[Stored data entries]
****

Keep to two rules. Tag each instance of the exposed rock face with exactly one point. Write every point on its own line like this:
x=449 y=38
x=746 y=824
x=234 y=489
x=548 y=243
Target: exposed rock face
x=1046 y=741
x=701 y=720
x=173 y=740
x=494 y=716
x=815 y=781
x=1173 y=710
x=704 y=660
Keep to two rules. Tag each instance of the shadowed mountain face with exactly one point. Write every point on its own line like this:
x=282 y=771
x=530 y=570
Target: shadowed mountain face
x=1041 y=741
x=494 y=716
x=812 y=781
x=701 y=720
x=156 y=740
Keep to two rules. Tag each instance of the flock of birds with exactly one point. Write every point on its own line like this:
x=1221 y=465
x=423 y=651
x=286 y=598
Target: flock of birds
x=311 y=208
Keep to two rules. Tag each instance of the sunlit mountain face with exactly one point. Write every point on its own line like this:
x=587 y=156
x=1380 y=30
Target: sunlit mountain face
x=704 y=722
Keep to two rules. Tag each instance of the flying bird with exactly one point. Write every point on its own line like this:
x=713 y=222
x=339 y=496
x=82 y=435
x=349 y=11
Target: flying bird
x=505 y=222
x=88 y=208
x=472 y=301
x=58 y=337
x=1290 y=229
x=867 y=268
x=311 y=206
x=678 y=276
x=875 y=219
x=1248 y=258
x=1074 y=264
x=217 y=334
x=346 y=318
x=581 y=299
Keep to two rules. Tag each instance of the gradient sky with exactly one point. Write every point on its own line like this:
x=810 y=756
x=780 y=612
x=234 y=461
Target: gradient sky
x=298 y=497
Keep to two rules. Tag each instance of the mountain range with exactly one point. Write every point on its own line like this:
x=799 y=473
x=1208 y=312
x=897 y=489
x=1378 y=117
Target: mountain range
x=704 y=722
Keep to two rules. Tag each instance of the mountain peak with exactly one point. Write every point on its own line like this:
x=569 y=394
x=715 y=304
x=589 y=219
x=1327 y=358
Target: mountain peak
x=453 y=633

****

Reproduce every one of the rows above line for line, changing nothing.

Full output>
Keep to two rules. Tag each instance of the exposed rock face with exactly one point. Write every point on its own line like this:
x=449 y=38
x=746 y=824
x=234 y=489
x=548 y=243
Target: exposed rock face
x=1046 y=741
x=701 y=720
x=173 y=740
x=494 y=716
x=815 y=781
x=1173 y=710
x=704 y=660
Keep to two rules. Tag each instance of the shadowed mountain face with exactly one point. Write every point on its own line like this:
x=282 y=771
x=530 y=570
Target: shadowed mountain face
x=1041 y=741
x=494 y=716
x=812 y=781
x=701 y=720
x=156 y=740
Keep to two rules. Tag each instance of the flock of birds with exactly one point. Write every point on its own line like this:
x=1221 y=465
x=423 y=651
x=286 y=598
Target: flock of birds
x=311 y=208
Keep to two rules. Tag each instance of the sunlit mountain face with exactly one point. Write every point on its own line like this:
x=587 y=156
x=1380 y=30
Target: sunlit mountain face
x=704 y=722
Keep to two rules. Tag each instance of the flying bird with exactly one point. Write every point on its own line like this:
x=713 y=222
x=339 y=496
x=82 y=435
x=349 y=11
Target: flying bird
x=505 y=222
x=88 y=208
x=472 y=301
x=58 y=337
x=1290 y=229
x=867 y=268
x=311 y=206
x=678 y=276
x=875 y=219
x=1248 y=258
x=1074 y=264
x=217 y=334
x=346 y=318
x=581 y=299
Keep to two rules. Tag each instance of the gradient sky with exactly one point. Write every point on its own line like this:
x=810 y=756
x=780 y=612
x=234 y=461
Target: gradient sky
x=298 y=497
Keep to two rules. Tag each instance of the mountain range with exactly one point. Write every point on its own line like this:
x=799 y=473
x=1208 y=312
x=897 y=489
x=1378 y=117
Target: mountain range
x=704 y=722
Keep to two rules. Tag each instance of the mountain peak with exactly one point. Write every point on its own line like this:
x=569 y=394
x=715 y=304
x=589 y=219
x=1327 y=358
Target: mountain peak
x=453 y=633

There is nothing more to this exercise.